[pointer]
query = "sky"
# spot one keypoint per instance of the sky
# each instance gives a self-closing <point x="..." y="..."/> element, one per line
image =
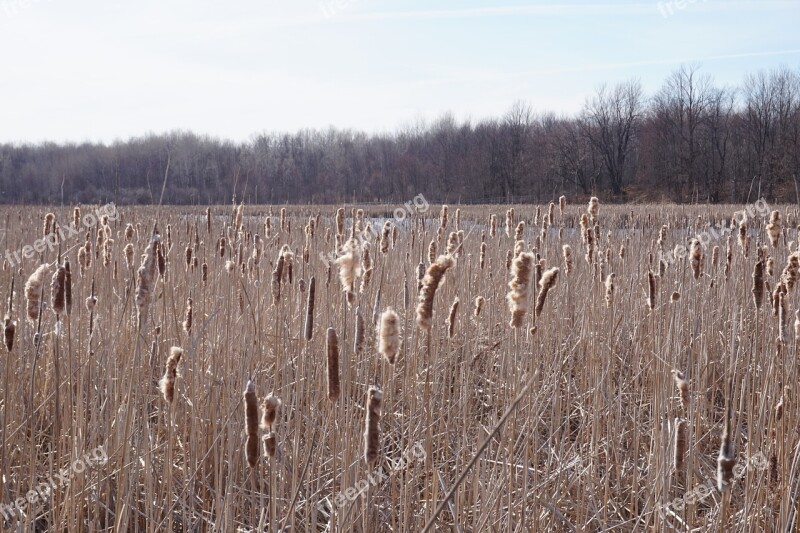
<point x="105" y="71"/>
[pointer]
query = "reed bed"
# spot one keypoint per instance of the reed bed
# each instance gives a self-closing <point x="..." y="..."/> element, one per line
<point x="267" y="368"/>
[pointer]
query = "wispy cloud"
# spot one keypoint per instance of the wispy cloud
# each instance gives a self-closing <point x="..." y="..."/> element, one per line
<point x="558" y="9"/>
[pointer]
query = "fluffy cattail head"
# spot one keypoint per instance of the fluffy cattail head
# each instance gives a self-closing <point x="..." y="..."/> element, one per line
<point x="372" y="430"/>
<point x="451" y="318"/>
<point x="58" y="290"/>
<point x="479" y="302"/>
<point x="547" y="282"/>
<point x="33" y="293"/>
<point x="389" y="335"/>
<point x="270" y="410"/>
<point x="167" y="383"/>
<point x="9" y="330"/>
<point x="517" y="297"/>
<point x="430" y="283"/>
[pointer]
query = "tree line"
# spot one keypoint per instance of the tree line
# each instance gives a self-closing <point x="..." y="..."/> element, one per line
<point x="691" y="141"/>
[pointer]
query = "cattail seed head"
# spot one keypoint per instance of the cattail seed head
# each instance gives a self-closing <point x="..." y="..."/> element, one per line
<point x="430" y="283"/>
<point x="389" y="335"/>
<point x="517" y="297"/>
<point x="547" y="282"/>
<point x="167" y="383"/>
<point x="270" y="410"/>
<point x="58" y="291"/>
<point x="33" y="293"/>
<point x="451" y="319"/>
<point x="479" y="302"/>
<point x="9" y="330"/>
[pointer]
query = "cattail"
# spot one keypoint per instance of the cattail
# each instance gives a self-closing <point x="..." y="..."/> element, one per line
<point x="594" y="207"/>
<point x="651" y="292"/>
<point x="9" y="330"/>
<point x="349" y="267"/>
<point x="696" y="257"/>
<point x="372" y="430"/>
<point x="146" y="276"/>
<point x="129" y="255"/>
<point x="187" y="321"/>
<point x="451" y="318"/>
<point x="797" y="324"/>
<point x="58" y="290"/>
<point x="359" y="337"/>
<point x="609" y="290"/>
<point x="758" y="284"/>
<point x="567" y="251"/>
<point x="683" y="388"/>
<point x="308" y="330"/>
<point x="270" y="409"/>
<point x="332" y="349"/>
<point x="547" y="282"/>
<point x="519" y="232"/>
<point x="774" y="228"/>
<point x="791" y="271"/>
<point x="161" y="259"/>
<point x="783" y="317"/>
<point x="340" y="221"/>
<point x="167" y="383"/>
<point x="48" y="224"/>
<point x="743" y="238"/>
<point x="389" y="335"/>
<point x="680" y="443"/>
<point x="432" y="252"/>
<point x="386" y="237"/>
<point x="366" y="267"/>
<point x="662" y="236"/>
<point x="517" y="297"/>
<point x="251" y="427"/>
<point x="479" y="302"/>
<point x="33" y="293"/>
<point x="430" y="284"/>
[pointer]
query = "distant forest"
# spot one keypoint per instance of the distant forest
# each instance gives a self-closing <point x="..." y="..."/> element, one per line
<point x="692" y="141"/>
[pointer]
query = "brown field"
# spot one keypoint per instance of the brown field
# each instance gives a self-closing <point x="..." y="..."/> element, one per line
<point x="571" y="421"/>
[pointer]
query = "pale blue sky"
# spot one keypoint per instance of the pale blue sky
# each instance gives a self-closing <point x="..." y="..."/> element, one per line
<point x="103" y="70"/>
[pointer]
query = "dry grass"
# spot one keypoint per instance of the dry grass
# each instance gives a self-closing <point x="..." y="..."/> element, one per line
<point x="640" y="379"/>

Work task. Count the lines of the listing that contain the word "fluffy", and give only the number.

Solution to the exercise. 2